*Written problem:*
Select each line of the material below that contains the string "cabinet". The match is case-sensitive.

*Items for identifying locations:*
══════

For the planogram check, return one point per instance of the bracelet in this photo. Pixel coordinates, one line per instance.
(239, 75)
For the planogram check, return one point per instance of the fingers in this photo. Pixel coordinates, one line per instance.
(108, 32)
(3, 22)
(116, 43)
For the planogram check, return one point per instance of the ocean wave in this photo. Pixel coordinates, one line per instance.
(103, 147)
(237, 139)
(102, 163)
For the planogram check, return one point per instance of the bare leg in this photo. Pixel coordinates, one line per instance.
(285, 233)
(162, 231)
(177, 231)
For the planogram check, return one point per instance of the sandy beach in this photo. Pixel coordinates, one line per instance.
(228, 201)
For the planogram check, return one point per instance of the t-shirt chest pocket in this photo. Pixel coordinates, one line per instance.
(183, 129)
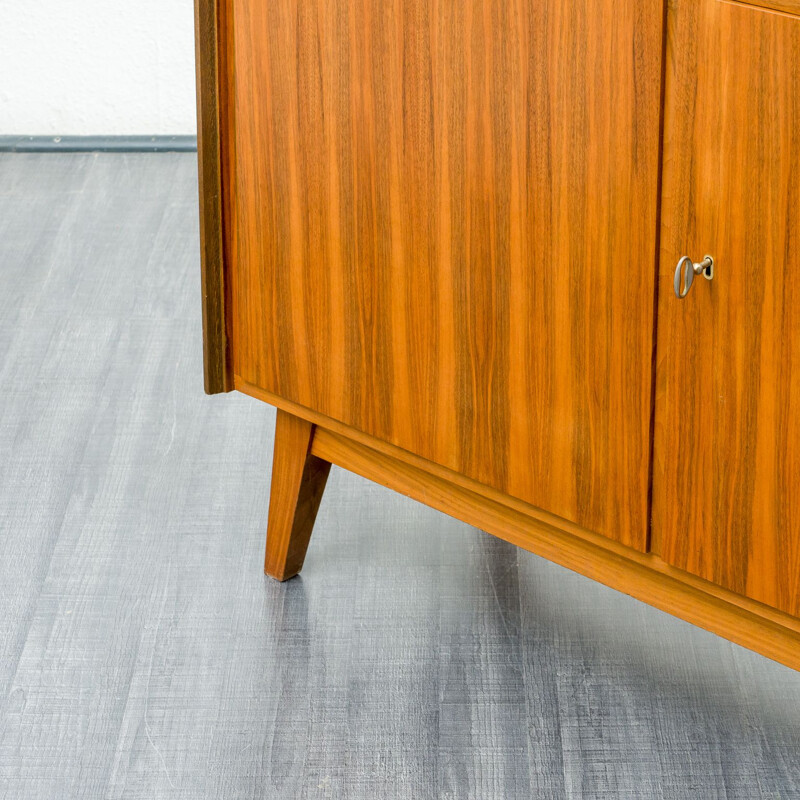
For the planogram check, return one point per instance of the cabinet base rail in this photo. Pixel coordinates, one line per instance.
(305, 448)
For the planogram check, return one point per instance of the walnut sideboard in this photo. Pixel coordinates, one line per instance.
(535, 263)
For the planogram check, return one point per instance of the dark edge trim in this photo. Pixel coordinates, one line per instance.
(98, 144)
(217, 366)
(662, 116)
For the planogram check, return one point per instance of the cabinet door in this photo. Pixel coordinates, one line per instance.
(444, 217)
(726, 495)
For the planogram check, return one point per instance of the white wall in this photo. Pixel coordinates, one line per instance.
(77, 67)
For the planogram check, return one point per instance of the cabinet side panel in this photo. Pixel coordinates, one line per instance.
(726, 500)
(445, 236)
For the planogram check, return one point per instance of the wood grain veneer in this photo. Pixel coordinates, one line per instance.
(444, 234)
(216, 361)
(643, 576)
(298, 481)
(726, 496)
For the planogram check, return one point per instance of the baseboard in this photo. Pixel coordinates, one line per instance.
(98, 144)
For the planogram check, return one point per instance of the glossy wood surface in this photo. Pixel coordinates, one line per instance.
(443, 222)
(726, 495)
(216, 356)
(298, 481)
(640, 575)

══════

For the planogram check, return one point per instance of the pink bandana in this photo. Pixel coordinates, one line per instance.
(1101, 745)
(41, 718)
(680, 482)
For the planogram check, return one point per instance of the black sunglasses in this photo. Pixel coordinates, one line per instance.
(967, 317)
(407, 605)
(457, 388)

══════

*Solution to this task:*
For the planogram check, return one point per instance of the cabinet base rail in this photo. Pixel coordinates, one line per instance.
For the planogram check, return one point per instance of the cabinet door in this photo. Pixel coordinates, one line per instance.
For the planogram check, return one point per instance of the cabinet side panel in this photo. Pixel coordinates, one line per instance.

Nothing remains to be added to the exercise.